_Excerpt_:
━━━━

Section 4.1. Introduction to Encryption

4.1. Introduction to Encryption

Let's suppose that you carry your laptop home from work every day, bring it back to the office the following morning, and then tether it to your desktop with a locking cable protected by a combination lock. You know how important it is to remember the lock combination, don't you? If you ever forget it, your laptop will end up married to your desk until you pry it free by cutting the cable. Maybe you remember numbers easily, but I don't. It's hard enough for me to even remember my own telephone number, let alone the plethora of secret numbers in my lifemy Social Security number, bank account PIN, voice mail password, and anniversary (oops!). To make things easier, I have devised an ingenious method for remembering that lock combinationI have written down the code on a label and put that label on the lock itself!

And now you must be wondering if you would ever be able to trust me with something secure!

Like the rest of humanity, I have a brain that is part hard drive (disk) and part random-access memory (RAM), and numbers seem to go into RAM more often than not. After a period of usage, the numbers are conveniently aged out to make room for more (not unlike the System Global Area of an Oracle instance) and are forgotten. In computers, this process is expected and is built into the design. Database systems are designed to store information and make it accessible to users when asked. Historically, the assumption has been that users who demand access will already have been authenticated to establish that they are who they claim to be. The mere storage of sensitive information, therefore, has not been considered a potential security breach.

That may have been true at one time, but not today, with intruders seemingly everywherethey may be curiosity seekers; they may be planning to sell account data to your competitors; or they may be seeking to disrupt your system for revenge. The attack might come from outside, via the Internet, or inside your organization. (Indeed, research shows that most hacking does come from within.) As countless security breaches have shown, sensitive data clearly needs to be protected from anyone not authorized to see that data. What options does Oracle provide for that protection?

Pan back to my lock combinationit's 3451. Not being a complete idiot, I don't write that number on my lock. Instead, I have a secret number that I always remember6754, and using this number I modify the lock combination by adding the corresponding digits:

     3 + 6 = 9     4 + 7 = 11     5 + 5 = 10     1 + 4 = 5

The resulting numbers are 9, 11, 10, and 5. In my scheme, I use only single-digit numbers, so I wrap the double-digit numbers around the number 10; hence, 10 becomes 0, 11 becomes 1, and so on. Using my secret key 6754, I have transformed the number 3451 into 9105. It's the latter number that I write on the combination lock, not the actual code. If I forget the combination, I will be able to read that number and use my magic number 6754 to reverse the logic I applied earlier so I can use the number 3451 to unlock the key. The number 9105 is for the whole world to see, but the thief still won't be able to unlock the combination unless he also knows the key, 6754.

In this way, I have encrypted the number represented by my lock combination. The number 6754 is the key to the encryption process. This type of encryption I've performed here is known as symmetric encryption because the same key is used to encrypt and decrypt. (In contrast, with asymmetric encryption , described later in this chapter, there are two distinct keys: a public key and a private key.) The logic I described to encrypt the code is a very simplistic implementation of an encryption algorithm.

━━━━

_Challenges_:
1. Summarize the introduction to encryption in two sentences.
2. Carry on the introduction to encryption from the point where it stops.

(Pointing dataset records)
━━━━

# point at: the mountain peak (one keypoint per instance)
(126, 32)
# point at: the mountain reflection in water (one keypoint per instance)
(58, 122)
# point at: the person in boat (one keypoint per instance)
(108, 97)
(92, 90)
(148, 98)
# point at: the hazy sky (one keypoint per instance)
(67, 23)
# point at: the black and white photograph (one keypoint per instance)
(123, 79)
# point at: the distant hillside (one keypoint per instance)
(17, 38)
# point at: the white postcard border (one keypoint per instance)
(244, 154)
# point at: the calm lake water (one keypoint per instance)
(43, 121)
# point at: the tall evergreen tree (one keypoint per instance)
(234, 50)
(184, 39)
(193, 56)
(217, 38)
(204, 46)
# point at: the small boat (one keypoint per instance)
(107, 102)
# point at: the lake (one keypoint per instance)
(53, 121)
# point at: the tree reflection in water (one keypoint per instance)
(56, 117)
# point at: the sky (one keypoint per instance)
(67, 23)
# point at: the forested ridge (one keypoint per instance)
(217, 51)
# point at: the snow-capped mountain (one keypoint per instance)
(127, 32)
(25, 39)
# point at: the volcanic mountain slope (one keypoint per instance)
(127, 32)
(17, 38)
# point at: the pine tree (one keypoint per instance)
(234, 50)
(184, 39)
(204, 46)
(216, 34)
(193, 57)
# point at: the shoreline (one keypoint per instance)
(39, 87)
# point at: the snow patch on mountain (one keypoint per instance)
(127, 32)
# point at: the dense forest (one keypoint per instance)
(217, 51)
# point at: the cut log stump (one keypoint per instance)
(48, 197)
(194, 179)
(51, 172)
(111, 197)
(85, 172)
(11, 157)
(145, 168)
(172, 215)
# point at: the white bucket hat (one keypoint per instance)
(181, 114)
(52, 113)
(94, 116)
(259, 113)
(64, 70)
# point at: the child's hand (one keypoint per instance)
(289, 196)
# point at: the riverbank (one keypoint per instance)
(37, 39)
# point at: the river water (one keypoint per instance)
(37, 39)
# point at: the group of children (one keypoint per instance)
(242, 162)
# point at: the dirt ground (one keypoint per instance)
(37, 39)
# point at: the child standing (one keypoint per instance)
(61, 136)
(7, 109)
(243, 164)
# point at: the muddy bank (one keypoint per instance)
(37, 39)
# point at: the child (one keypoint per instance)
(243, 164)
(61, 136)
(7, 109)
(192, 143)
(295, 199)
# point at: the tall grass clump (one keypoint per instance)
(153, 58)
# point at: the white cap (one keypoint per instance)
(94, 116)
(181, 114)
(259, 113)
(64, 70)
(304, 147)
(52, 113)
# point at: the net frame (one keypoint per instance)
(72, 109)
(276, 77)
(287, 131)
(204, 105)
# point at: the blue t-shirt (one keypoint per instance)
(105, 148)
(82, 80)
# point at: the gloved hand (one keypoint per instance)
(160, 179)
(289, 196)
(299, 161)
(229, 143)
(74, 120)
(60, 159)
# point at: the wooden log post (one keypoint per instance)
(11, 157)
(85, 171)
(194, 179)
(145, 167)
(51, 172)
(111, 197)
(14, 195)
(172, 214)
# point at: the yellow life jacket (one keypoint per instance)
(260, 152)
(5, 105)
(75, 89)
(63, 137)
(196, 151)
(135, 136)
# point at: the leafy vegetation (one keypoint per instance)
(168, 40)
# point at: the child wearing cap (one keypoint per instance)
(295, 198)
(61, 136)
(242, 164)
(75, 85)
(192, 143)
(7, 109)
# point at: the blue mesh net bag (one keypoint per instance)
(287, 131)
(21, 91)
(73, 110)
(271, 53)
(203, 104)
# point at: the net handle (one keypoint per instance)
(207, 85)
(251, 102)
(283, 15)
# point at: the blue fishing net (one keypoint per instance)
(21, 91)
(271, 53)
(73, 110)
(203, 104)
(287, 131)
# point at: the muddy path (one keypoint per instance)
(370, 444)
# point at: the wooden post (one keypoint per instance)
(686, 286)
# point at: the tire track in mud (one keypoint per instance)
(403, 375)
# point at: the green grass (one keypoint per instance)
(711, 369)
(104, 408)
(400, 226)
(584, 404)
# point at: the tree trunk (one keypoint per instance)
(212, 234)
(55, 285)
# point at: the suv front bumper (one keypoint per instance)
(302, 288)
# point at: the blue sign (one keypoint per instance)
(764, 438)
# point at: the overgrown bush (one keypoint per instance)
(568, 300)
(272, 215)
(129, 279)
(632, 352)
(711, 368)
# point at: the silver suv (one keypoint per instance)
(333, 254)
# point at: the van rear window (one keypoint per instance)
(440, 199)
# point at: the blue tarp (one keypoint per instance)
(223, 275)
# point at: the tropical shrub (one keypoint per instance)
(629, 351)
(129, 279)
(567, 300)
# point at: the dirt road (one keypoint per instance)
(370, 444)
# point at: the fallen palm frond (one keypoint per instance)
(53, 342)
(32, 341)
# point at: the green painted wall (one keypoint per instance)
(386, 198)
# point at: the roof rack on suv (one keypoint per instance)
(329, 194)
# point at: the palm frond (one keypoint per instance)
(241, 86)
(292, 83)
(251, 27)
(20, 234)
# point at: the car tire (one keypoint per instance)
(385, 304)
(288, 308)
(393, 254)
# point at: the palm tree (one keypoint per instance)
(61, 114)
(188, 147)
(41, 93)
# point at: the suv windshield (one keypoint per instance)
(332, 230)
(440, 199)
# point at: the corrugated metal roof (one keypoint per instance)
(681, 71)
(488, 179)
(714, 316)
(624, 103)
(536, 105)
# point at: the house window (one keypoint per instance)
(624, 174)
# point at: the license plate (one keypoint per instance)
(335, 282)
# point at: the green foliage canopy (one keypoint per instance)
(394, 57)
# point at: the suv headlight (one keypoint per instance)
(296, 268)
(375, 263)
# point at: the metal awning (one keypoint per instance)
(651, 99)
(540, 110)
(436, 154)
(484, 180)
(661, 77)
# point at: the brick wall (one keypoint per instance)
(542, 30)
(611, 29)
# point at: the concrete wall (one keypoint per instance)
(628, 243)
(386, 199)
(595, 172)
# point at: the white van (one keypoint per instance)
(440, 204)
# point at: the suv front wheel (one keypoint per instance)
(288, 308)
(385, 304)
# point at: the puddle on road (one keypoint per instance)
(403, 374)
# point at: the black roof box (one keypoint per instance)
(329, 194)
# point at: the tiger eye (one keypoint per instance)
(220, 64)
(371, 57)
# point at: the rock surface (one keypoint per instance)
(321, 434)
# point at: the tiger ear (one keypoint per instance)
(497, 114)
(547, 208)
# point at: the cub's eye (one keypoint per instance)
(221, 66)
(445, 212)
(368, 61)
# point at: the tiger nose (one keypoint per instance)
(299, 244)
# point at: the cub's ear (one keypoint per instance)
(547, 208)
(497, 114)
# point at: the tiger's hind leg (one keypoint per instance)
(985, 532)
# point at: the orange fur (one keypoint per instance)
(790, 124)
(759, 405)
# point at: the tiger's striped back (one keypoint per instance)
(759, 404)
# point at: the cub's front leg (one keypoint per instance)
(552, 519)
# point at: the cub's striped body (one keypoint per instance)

━━━━

_The replies_:
1. Database systems were long designed on the assumption that users requesting access had already been authenticated, so merely storing sensitive data was not treated as a security risk, but intruders from both outside and inside organizations now make protecting that data necessary. Using a lock combination of 3451 that is transformed with the secret key 6754 by adding corresponding digits and wrapping double-digit results around 10 to produce 9105, the section illustrates symmetric encryption, in which the same key both encrypts and decrypts.

2.
4.1.1. Encryption Components

Let's summarize what we have learned so far. An encryption system has several basic components, as shown in Figure 4-1.

The algorithm
The key
The type of encryption (symmetric, in this case, because the same key is used both to encrypt and to decrypt)

Figure 4-1. Symmetric encryption components

Let's assume that a thief intent on stealing my laptop is trying to open the lock. What does she need in order to succeed? First, she has to know the algorithm; let's assume here that that she knows it, perhaps because I boasted about my cleverness at work, or she read this book, or this algorithm is public knowledge. Second, she needs to learn the key. That is something I can protect. Even if the thief knows about the algorithm, I can still hide the key effectively. But as there are only 4 digits in the key, it takes only up to 10⁴, or 10,000, attempts by the thief to guess the key. And because each attempt has an equal probability of getting it right or wrong, in theory, the thief has a 1 in 5,000 chance to guess the right key. Can she do it? In this case, the thief will have to manually turn the wheels of the combination lock 5,000 times. That's daunting, but theoretically possible. Suddenly, I don't feel so secure anymore.

What are the ways that I can protect my lock combination?

I can hide the algorithm.
I can make the key difficult to guess.
I can take both of these steps together.

The first option is impossible if I am using a publicly known algorithm. I could develop my own, but the time and effort may not be worth it. It might later be found out anyway, and changing an algorithm is a very difficult task. That rules out the third option, too, leaving the second option as the only viable one.

4.1.2. The Effects of Key Length

My lock combination is the digital equivalent of sensitive data. If an intruder wants to crack the encrypted key, 10,000 iterations to guess the code is trivialhe'll be able to crack it in under a second. What if I use an alphanumeric key instead of an all-numeric one? That gives 36 possible values for each character of the key, so the intruder will have to guess up to 36⁴, or 1,679,616, combinationsmore difficult than 10,000, but still not beyond reach. The key must be strengthened, or "hardened," by making it longer than 4 characters. Table 4-1 shows how the maximum number of guesses required increases with the increase in the key length. Therefore, the secret to hardening the key is to increase the length of the key.

Table 4-1. Alphanumeric key length and maximum number of guesses required to crack the key
Key length	Maximum number of guesses required
4	1,679,616
5	60,466,176
6	2,176,782,336
7	78,364,164,096
8	2,821,109,907,456
9	101,559,956,668,416
10	3,656,158,440,062,976

Remember that computers think in terms of bits and bytes (i.e., binary numbers), not alphanumeric characters. The possible values of a key position are 0 and 1, so the 10-digit key needs only 2¹⁰, or 1024, combinations, an extremely easy number to handle. Practically speaking, a key must be much longer. The length of a key is described in bits, so a key of 64 numbers is said to be of 64-bit. Table 4-2 shows the relationship between key length and number of guesses required for a binary type key.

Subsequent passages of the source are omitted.